==== EXCERPTED DATA

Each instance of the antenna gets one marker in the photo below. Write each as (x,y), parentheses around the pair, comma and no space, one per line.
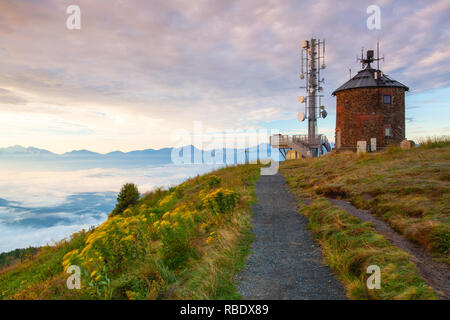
(370,58)
(313,59)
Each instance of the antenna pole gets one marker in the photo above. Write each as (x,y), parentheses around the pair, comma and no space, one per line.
(378,54)
(312,120)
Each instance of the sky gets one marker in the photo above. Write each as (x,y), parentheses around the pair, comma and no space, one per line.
(139,71)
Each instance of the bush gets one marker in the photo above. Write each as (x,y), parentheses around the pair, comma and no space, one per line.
(221,200)
(128,196)
(214,181)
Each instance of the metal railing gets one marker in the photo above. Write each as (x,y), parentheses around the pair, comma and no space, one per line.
(277,140)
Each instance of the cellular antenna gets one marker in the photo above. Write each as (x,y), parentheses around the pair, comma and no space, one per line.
(312,58)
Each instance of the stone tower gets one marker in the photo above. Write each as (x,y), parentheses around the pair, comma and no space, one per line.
(370,106)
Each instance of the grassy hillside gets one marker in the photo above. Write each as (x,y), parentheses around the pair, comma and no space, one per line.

========

WRITTEN TASK
Update the stretch from the line containing "Each instance of the cellular" through the end of the rows by changing "stone tower" to "brick tower", and keep everything else the same.

TASK SOLUTION
Each instance of the cellular antenna gets one marker in the photo above. Write each as (x,y), parentheses around the pair, comma and no space, one per line.
(312,58)
Each instance of the brick tower gets one marker in the photo above. Write each as (x,y), parentheses around the pair, comma and no space, one per line.
(370,106)
Each instance of the grassy hillside gets one marker in the photo above. Write each as (x,y), parentheses around the pair, comma and no space, one per line.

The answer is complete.